### Work to be completed
Which lines of the entries below contain the string "bbox"? Copy each one.

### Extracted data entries
"""

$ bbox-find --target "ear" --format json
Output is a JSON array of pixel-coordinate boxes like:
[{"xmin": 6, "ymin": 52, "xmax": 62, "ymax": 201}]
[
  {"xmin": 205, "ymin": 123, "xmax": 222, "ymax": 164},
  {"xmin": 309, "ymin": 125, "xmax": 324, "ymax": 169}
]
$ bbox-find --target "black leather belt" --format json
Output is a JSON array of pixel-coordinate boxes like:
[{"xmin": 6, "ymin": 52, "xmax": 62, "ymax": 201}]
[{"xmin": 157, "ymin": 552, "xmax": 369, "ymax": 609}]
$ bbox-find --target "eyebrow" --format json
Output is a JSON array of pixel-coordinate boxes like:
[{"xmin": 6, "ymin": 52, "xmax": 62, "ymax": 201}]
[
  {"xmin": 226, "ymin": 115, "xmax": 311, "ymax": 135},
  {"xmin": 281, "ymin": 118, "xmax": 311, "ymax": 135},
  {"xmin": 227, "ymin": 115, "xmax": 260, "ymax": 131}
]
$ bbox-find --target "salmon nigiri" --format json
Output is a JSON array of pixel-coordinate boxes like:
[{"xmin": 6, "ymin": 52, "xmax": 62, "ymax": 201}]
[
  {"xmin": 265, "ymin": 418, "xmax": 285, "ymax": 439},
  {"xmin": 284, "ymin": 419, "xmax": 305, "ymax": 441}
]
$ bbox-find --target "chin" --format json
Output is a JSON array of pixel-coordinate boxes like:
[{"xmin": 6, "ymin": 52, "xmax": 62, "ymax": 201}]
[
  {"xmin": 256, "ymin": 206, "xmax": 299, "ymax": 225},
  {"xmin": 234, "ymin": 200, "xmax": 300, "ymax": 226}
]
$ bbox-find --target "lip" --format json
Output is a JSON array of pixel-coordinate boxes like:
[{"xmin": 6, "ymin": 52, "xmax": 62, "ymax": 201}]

"""

### Written answer
$ bbox-find --target "ear" --format json
$ bbox-find --target "black leather belt" --format json
$ bbox-find --target "eyebrow" --format json
$ bbox-find --target "salmon nigiri" --format json
$ bbox-find --target "chin" --format json
$ bbox-find --target "lip" --format json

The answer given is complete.